### Quelltext:
--*--

Das Ende der Überschuldung für Start-ups? – zu den Leitsätzen des Urteils des OLG Düsseldorf vom 16.08.2023 (12 U 59 / 22)

Autoren: Thomas Uppenbrink & Philipp Brück

Was ist ein Start-up?

Als Start-up bezeichnet man ein neu begründetes Unternehmen, das sich in der frühen Phase der Entwicklung befindet und ein hohes Wachstumspotenzial aufweist. Kennzeichnend ist, dass das Unternehmen nur mit begrenzten finanziellen und personellen Ressourcen zurechtkommen muss, dass es einen innovativen Ansatz verfolgt und dass die dahintersteckende Geschäftsidee skalierbar ist. Kurz gesagt: Ein solches Unternehmen lebt von visionären Ideen und geringem Eigenkapital.

Was ist das Problem?

Damit ist das Start-up-Unternehmen prädestiniert dafür, dass seine Bilanz einen nicht durch Eigenkapital gedeckten Fehlbetrag ausweisen wird. Denn typischerweise lebt ein Start-up nicht von eigenem Kapital, sondern von fremden Investitionen. Doch brauchen wir in Deutschland nicht gerade die innovativen Unternehmen, die mit ihren Ideen und neuen Produkten unsere Wirtschaft in Zukunft überlebensfähig machen werden? Und ist da das altehrwürdige Insolvenzrecht die Bremse der Innovation?

Was sind die Leitsätze des Urteils?

Das OLG Düsseldorf hat offensichtlich genau das gedacht, denn in seinem Urteil vom 16.08.2023 (Az. 12 U 59 / 22) hält es eindeutig und unmissverständlich fest: „Bei einem Start-Up-Unternehmen sind die Grundsätze, die der Bundesgerichtshof für eine positive Fortbestehensprognose im Sinne des § 19 Abs. 2 S. 1 InsO aufgestellt hat, nicht uneingeschränkt anwendbar (…)“.

--*--

### Datensätze:
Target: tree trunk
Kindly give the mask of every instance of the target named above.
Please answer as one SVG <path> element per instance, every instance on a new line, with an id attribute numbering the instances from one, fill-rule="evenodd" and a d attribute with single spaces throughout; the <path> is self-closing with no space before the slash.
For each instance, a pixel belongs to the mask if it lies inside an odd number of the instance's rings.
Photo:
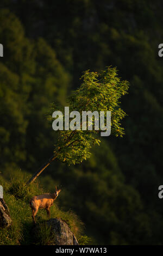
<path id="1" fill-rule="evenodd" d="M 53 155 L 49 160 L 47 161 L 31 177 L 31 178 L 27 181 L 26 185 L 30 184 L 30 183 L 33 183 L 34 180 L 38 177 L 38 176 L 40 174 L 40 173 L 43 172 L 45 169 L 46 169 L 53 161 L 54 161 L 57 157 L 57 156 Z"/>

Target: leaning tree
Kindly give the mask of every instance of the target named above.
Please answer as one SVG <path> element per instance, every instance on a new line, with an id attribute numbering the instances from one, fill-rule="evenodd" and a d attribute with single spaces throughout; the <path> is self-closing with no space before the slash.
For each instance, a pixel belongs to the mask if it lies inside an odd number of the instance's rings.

--*--

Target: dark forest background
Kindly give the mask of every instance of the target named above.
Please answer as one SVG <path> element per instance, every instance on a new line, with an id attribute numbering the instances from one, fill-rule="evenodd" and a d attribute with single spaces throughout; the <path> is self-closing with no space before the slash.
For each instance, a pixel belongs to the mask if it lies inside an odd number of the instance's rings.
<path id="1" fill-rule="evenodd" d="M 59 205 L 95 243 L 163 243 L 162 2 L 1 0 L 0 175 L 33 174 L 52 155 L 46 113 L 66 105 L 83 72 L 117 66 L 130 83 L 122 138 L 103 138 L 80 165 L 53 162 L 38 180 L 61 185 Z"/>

--*--

### Aufgabenstellung:
Welche Vorschrift der InsO nennt der Quelltext im zitierten Leitsatz des OLG Düsseldorf zur positiven Fortbestehensprognose?

### Musterlösung:
§ 19 Abs. 2 S. 1 InsO.